··· Document section ···

I moved to northern New Mexico from Alaska in September 1993. I rode a motorcycle for the very first time in Sept 2005. (How did I get started?) When I took the MSF BRC, at the end of the first day I went out and bought a brand new bike. I rode the wheels off that bike, and did my first track day in May 06. I was hooked but it wouldn’t be until 07 until I could manage to get back out there. 2009 ended up being my first full season. I love racing and just can’t get in enough seat time. In addition to the track, I still ride about 15,000 miles a year on the street.
I have always enjoyed mentoring others and spreading the passion. It was an easy decision to join the MSF (Motorcycle Safety Foundation) as a coach, for the state of New Mexico in 2007. I try to coach at least 12 classes per year and give every one of my students a hand out of my favorite sites, references Motorcycle Gear, Organizations, Clubs, Websites, Books to read, Places to go for further education, and Equipment that I have experience with.
In addition to the MSF, I also work with the SMRI as their New Rider Director. I’m in charge of the race schools, track day schools and the Sunset Safety Clinics we provide. Every track day I work with large groups of riders. Generally, the SMRI hosts six to seven track days each season. In 2009, the track school was filmed by the US Air Force to encourage personnel to take their “need for speed” to the track.
I’ve assisted Nick Inetasch with his Sunset Clinic in CO, which became the YCRS one day schools.

··· The data ···

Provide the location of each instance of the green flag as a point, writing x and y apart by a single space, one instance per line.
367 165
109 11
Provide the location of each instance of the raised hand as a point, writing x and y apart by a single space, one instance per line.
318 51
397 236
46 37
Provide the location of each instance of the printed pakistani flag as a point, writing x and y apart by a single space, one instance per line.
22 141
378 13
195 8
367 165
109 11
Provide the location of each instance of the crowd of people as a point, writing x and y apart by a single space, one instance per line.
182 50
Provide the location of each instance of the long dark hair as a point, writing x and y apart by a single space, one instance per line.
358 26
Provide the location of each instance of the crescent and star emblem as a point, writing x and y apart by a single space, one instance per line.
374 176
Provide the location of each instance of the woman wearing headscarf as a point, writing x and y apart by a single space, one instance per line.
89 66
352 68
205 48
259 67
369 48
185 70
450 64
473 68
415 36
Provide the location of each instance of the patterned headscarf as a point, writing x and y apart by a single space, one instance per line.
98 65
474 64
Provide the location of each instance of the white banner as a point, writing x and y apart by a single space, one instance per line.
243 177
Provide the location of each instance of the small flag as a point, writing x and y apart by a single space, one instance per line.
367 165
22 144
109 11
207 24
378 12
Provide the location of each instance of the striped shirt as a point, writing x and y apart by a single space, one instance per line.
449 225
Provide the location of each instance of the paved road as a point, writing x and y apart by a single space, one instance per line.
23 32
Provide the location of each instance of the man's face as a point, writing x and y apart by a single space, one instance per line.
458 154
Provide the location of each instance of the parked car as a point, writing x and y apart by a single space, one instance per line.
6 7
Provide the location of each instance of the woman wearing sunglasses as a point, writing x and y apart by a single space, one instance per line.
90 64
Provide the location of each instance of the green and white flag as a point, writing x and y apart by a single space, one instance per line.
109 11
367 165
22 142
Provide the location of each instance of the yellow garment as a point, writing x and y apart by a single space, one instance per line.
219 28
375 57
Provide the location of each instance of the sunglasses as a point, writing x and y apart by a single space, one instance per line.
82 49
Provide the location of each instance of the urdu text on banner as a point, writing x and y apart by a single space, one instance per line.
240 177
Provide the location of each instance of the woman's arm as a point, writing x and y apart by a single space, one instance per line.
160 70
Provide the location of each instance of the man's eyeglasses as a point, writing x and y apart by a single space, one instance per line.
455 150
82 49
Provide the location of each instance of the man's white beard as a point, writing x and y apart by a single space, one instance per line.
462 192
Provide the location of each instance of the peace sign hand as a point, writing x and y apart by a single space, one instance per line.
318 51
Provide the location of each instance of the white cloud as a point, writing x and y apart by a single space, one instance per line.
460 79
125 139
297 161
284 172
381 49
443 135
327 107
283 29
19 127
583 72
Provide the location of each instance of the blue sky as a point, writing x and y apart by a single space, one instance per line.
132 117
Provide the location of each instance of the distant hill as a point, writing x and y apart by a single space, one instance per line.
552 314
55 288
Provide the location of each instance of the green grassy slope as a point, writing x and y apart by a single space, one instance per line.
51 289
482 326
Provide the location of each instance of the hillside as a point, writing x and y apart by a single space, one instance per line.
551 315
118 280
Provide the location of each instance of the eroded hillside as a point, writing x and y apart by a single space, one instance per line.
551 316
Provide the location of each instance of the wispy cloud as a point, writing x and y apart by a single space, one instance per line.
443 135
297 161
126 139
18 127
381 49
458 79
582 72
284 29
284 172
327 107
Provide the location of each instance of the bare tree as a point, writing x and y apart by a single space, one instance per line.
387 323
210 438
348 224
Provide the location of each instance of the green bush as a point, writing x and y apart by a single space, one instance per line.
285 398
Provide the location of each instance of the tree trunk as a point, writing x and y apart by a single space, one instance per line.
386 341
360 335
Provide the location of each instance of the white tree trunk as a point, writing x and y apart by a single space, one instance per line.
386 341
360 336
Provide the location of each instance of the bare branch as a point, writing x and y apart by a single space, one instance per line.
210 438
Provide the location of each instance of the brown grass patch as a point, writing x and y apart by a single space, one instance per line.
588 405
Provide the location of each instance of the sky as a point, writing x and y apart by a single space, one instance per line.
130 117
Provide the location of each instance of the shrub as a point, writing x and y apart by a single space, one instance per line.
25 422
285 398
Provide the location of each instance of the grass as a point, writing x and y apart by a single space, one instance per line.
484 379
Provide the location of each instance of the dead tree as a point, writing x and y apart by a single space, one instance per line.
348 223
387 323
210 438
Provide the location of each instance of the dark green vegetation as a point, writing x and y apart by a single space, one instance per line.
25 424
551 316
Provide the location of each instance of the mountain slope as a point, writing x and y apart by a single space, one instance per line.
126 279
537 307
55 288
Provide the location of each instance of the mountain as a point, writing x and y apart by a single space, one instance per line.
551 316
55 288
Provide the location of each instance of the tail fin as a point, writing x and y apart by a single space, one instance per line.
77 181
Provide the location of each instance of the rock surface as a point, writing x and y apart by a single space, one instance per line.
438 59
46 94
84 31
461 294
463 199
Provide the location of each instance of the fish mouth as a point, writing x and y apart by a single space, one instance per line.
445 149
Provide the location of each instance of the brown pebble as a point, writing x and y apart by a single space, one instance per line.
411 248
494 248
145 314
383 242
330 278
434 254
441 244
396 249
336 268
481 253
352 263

···

Please copy the part of the motorcycle riding bio above that starts at the words "I have always" and ends after "to the track.", without changing its wording.

I have always enjoyed mentoring others and spreading the passion. It was an easy decision to join the MSF (Motorcycle Safety Foundation) as a coach, for the state of New Mexico in 2007. I try to coach at least 12 classes per year and give every one of my students a hand out of my favorite sites, references Motorcycle Gear, Organizations, Clubs, Websites, Books to read, Places to go for further education, and Equipment that I have experience with.
In addition to the MSF, I also work with the SMRI as their New Rider Director. I’m in charge of the race schools, track day schools and the Sunset Safety Clinics we provide. Every track day I work with large groups of riders. Generally, the SMRI hosts six to seven track days each season. In 2009, the track school was filmed by the US Air Force to encourage personnel to take their “need for speed” to the track.